- Entries from a dataset -
----------

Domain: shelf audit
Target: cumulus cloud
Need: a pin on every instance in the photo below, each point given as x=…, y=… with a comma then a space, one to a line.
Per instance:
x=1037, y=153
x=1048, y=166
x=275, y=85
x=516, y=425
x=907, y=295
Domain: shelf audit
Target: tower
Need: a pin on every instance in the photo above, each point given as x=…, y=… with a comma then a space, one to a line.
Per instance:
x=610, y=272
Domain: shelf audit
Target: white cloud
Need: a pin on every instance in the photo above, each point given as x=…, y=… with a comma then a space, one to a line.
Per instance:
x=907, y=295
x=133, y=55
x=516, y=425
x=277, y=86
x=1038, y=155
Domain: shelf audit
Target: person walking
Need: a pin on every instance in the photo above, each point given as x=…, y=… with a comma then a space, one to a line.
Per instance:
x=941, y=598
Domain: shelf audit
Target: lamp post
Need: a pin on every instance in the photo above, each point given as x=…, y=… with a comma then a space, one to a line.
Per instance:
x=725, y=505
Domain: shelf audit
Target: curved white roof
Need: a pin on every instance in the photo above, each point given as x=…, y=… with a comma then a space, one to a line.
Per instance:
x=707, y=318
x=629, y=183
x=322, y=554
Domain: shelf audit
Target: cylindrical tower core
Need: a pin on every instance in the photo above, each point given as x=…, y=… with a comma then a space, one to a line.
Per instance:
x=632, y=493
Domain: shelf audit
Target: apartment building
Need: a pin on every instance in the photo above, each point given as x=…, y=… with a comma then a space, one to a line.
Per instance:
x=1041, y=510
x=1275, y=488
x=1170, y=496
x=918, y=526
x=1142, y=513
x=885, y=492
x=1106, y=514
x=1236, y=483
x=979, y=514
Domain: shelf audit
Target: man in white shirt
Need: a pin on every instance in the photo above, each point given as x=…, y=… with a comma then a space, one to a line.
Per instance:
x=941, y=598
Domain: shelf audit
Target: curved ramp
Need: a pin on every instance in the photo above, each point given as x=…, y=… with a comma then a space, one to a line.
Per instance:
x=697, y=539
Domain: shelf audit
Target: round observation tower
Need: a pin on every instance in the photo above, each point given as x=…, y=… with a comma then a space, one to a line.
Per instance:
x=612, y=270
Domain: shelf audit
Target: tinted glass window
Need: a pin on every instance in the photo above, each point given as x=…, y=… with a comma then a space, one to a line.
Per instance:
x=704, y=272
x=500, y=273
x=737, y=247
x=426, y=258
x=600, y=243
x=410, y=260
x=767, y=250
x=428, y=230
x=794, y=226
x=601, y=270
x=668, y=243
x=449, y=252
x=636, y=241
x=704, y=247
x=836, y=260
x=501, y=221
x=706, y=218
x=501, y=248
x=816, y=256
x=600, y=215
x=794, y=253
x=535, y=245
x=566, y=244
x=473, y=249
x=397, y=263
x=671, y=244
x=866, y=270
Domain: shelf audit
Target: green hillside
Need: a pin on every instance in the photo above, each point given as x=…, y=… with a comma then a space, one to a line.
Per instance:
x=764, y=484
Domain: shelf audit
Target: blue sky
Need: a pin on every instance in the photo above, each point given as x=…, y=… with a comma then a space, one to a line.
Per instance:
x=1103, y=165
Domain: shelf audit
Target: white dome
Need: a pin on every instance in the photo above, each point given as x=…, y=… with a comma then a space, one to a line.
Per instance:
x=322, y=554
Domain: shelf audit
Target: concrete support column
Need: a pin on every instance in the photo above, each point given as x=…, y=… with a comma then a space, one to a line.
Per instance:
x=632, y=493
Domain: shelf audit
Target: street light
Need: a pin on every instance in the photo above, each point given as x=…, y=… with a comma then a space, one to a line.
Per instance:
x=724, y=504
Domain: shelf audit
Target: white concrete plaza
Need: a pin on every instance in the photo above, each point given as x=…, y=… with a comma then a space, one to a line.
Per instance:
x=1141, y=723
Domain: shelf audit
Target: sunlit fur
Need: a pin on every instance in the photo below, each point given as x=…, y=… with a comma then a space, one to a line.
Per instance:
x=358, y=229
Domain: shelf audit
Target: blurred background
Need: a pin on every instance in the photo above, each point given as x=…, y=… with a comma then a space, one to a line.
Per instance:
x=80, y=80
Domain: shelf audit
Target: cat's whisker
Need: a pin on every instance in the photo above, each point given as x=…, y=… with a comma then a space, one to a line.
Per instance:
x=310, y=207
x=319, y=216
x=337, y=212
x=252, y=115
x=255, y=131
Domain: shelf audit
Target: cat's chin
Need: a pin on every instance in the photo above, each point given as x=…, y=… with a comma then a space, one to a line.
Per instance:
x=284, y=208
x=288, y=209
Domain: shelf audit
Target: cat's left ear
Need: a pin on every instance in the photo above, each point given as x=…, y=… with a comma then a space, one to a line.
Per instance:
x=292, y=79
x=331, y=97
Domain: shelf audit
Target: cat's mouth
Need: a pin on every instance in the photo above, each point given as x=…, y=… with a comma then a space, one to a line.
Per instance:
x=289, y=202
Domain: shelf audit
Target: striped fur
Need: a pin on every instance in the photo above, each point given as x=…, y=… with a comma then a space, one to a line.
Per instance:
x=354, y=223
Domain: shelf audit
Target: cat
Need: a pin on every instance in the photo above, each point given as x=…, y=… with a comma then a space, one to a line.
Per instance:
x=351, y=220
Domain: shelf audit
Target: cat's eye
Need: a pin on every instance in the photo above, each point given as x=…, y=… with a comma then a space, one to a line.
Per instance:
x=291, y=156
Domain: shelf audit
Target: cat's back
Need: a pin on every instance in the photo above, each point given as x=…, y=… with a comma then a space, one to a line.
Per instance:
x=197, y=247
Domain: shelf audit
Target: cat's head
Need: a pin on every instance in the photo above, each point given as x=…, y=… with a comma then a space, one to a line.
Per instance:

----------

Set all of the records down again, exactly as they stand.

Domain: shelf audit
Target: cumulus cloud
Need: a pin on every instance in the photo below, each point given as x=…, y=… with a comma then a space, one to a line.
Per instance:
x=1037, y=153
x=1048, y=166
x=275, y=85
x=516, y=425
x=907, y=295
Domain: shelf audit
Target: tower
Need: a pin on every instance in the photo above, each point given as x=…, y=… with a comma then a space, one to a line.
Per instance:
x=610, y=272
Domain: shelf audit
Target: white cloud
Need: a pin on every instance in the photo above, each point given as x=…, y=… with a comma then a space, one to a line.
Per instance:
x=907, y=295
x=133, y=55
x=516, y=425
x=277, y=86
x=1038, y=155
Domain: shelf audit
Target: person walking
Need: a pin on every instance in the photo above, each point given as x=…, y=… with a comma then a space, one to a line.
Per instance:
x=941, y=598
Domain: shelf audit
Target: lamp post
Need: a pin on every instance in the photo above, each point given as x=…, y=… with a comma then a space, one to a line.
Per instance:
x=725, y=505
Domain: shelf audit
Target: curved white roof
Need: a pin on every instance in the photo above, each point given as x=…, y=… with a comma then a space, one to a line.
Per instance:
x=707, y=318
x=629, y=183
x=322, y=554
Domain: shelf audit
Target: cylindrical tower core
Need: a pin on every instance in the photo above, each point given as x=…, y=… with a comma then a space, one to a line.
Per instance:
x=632, y=493
Domain: shelf audit
Target: apartment building
Need: a pin on every instance in the photo above, each point given as x=…, y=… with a comma then a space, one to a line.
Per instance:
x=1041, y=510
x=1275, y=488
x=1170, y=496
x=918, y=526
x=1142, y=513
x=885, y=492
x=1106, y=514
x=1236, y=483
x=979, y=514
Domain: shelf audit
Target: man in white shirt
Need: a pin on every instance in the photo above, each point given as x=…, y=… with a comma then a space, one to a line.
Per instance:
x=941, y=598
Domain: shelf audit
Target: curved ramp
Need: a pin on every instance in the photo above, each point given as x=…, y=… with a comma then a space, one to a line.
Per instance:
x=697, y=539
Domain: shelf audit
Target: round observation tower
Need: a pin on every instance in the photo above, each point given as x=…, y=… with a comma then a space, one to a line.
Per instance:
x=612, y=270
Domain: shelf audit
Target: tinted glass window
Need: a pin on every instance in the photo above, each point given as x=…, y=… with a comma then a space, one to a line.
Per instance:
x=704, y=272
x=500, y=273
x=737, y=247
x=426, y=258
x=600, y=243
x=410, y=260
x=767, y=250
x=428, y=230
x=794, y=226
x=601, y=270
x=668, y=243
x=449, y=252
x=636, y=241
x=704, y=247
x=836, y=260
x=501, y=221
x=706, y=218
x=501, y=248
x=816, y=256
x=600, y=215
x=794, y=253
x=535, y=245
x=566, y=244
x=473, y=249
x=397, y=263
x=671, y=244
x=866, y=270
Domain: shelf audit
Target: green hillside
Need: a pin on every instance in the photo above, each point given as x=…, y=… with a comma then a space, one to a line.
Per instance:
x=764, y=484
Domain: shelf audit
Target: blue sky
Need: a pin on every instance in the photo above, each point given as x=…, y=… with a comma then a space, one to a line.
Per instance:
x=1103, y=165
Domain: shelf audit
Target: white dome
Need: a pin on every instance in the photo above, each point given as x=…, y=… with a comma then a space, one to a line.
Per instance:
x=322, y=554
Domain: shelf audit
Target: concrete support column
Need: a pin on every instance in the photo above, each point given as x=…, y=… with a comma then a space, one to a line.
Per instance:
x=632, y=493
Domain: shelf audit
Target: street light
Need: a pin on every instance in the photo above, each point given as x=…, y=… with a comma then a space, one to a line.
Per instance:
x=724, y=504
Domain: shelf audit
Target: white concrete plaza
Need: a pin on every instance in the photo above, each point given as x=…, y=… with a comma then a space, one to a line.
Per instance:
x=1141, y=723
Domain: shelf audit
Target: sunlit fur
Need: a pin on every instance in the photo below, each point given as x=…, y=… with a comma then a space, one to a line.
Per instance:
x=358, y=229
Domain: shelf audit
Target: blurred background
Need: a pin on every instance in the photo above, each point given as x=…, y=… with a comma then a space, one to a line.
Per instance:
x=80, y=80
Domain: shelf audit
Target: cat's whisker
Need: a pin on every instance in the photo above, each point given as x=…, y=… with a comma then a space, one to a line.
Per instance:
x=310, y=207
x=319, y=216
x=337, y=212
x=252, y=115
x=255, y=131
Domain: shelf audit
Target: cat's chin
Need: a pin on every instance in the photo above, each point given as x=…, y=… with a comma then a space, one to a line.
Per instance:
x=284, y=208
x=288, y=209
Domain: shelf audit
Target: cat's left ear
Need: a pin on every instance in the photo above, each point given as x=…, y=… with a comma then a space, one to a line.
Per instance:
x=292, y=79
x=331, y=97
Domain: shelf audit
Target: cat's mouth
Need: a pin on every instance in the photo above, each point given as x=…, y=… with a comma then a space, one to a line.
Per instance:
x=289, y=202
Domain: shelf audit
Target: striped fur
Need: a pin on every instance in the photo above, each point given as x=…, y=… with a comma then a space, one to a line.
Per instance:
x=354, y=223
Domain: shelf audit
Target: cat
Need: a pin on every instance in the photo above, each point given as x=…, y=… with a comma then a space, one to a line.
Per instance:
x=351, y=220
Domain: shelf audit
Target: cat's eye
Need: a pin on every instance in the photo above, each point given as x=…, y=… with a comma then a space, one to a line.
Per instance:
x=291, y=156
Domain: shelf audit
Target: cat's back
Need: a pin on every instance in the photo above, each point given as x=…, y=… with a comma then a space, one to a line.
Per instance:
x=197, y=247
Domain: shelf audit
Target: cat's head
Need: a pin on every instance in the photo above, each point given as x=…, y=… with a comma then a space, one to a line.
Per instance:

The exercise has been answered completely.